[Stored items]

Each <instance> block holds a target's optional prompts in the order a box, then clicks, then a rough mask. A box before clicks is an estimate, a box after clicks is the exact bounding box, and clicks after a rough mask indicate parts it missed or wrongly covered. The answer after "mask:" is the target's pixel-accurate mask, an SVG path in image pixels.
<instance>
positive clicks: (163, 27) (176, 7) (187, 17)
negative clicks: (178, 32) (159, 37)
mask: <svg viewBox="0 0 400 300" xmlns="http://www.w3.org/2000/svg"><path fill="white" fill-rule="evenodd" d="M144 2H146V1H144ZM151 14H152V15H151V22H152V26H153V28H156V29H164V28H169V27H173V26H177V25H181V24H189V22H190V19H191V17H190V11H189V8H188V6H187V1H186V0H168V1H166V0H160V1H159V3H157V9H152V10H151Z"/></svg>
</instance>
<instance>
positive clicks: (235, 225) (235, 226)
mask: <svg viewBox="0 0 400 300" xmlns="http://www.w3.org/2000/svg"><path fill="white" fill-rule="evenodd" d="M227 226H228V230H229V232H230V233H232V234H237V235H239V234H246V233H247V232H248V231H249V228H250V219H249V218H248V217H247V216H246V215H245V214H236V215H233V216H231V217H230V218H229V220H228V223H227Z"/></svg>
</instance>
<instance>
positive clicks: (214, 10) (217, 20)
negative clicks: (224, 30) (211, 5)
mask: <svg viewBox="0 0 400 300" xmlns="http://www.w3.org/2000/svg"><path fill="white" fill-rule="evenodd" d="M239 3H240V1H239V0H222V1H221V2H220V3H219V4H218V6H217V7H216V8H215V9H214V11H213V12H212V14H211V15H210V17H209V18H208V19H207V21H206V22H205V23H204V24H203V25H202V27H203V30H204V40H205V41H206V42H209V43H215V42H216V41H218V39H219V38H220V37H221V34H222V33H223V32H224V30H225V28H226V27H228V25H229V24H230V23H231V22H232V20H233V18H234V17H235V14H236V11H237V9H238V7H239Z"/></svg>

§ **Exercise**
Each record is to be repeated word for word, with none skipped.

§ **Result of the exercise**
Each <instance> block holds a target's optional prompts in the order a box, then clicks, then a rough mask. A box before clicks is an estimate, a box after clicks is the exact bounding box, and clicks after a rough mask indicate parts it missed or wrongly covered. The answer after "mask:" is the target's pixel-accurate mask, an SVG path in image pixels.
<instance>
positive clicks: (163, 27) (176, 7) (187, 17)
negative clicks: (178, 32) (159, 37)
mask: <svg viewBox="0 0 400 300" xmlns="http://www.w3.org/2000/svg"><path fill="white" fill-rule="evenodd" d="M144 2H146V1H144ZM151 14H152V15H151V22H152V26H153V28H156V29H164V28H169V27H173V26H177V25H181V24H189V22H190V19H191V17H190V11H189V8H188V6H187V1H186V0H168V1H166V0H160V1H159V3H157V9H152V10H151Z"/></svg>
</instance>
<instance>
positive clicks: (235, 225) (235, 226)
mask: <svg viewBox="0 0 400 300" xmlns="http://www.w3.org/2000/svg"><path fill="white" fill-rule="evenodd" d="M227 226H228V230H229V232H230V233H232V234H237V235H239V234H246V233H247V232H248V231H249V228H250V219H249V218H248V217H247V216H246V215H245V214H236V215H233V216H231V217H230V218H229V220H228V223H227Z"/></svg>
</instance>
<instance>
positive clicks: (214, 10) (217, 20)
negative clicks: (224, 30) (211, 5)
mask: <svg viewBox="0 0 400 300" xmlns="http://www.w3.org/2000/svg"><path fill="white" fill-rule="evenodd" d="M239 3H240V1H239V0H222V1H221V2H220V3H219V4H218V6H217V7H216V8H215V9H214V11H213V12H212V14H211V15H210V17H209V18H208V19H207V21H206V22H205V23H204V24H203V25H202V27H203V30H204V40H205V41H206V42H209V43H215V42H216V41H218V39H219V38H220V37H221V34H222V33H223V32H224V30H225V28H226V27H228V25H229V24H230V23H231V22H232V20H233V18H234V17H235V14H236V11H237V9H238V7H239Z"/></svg>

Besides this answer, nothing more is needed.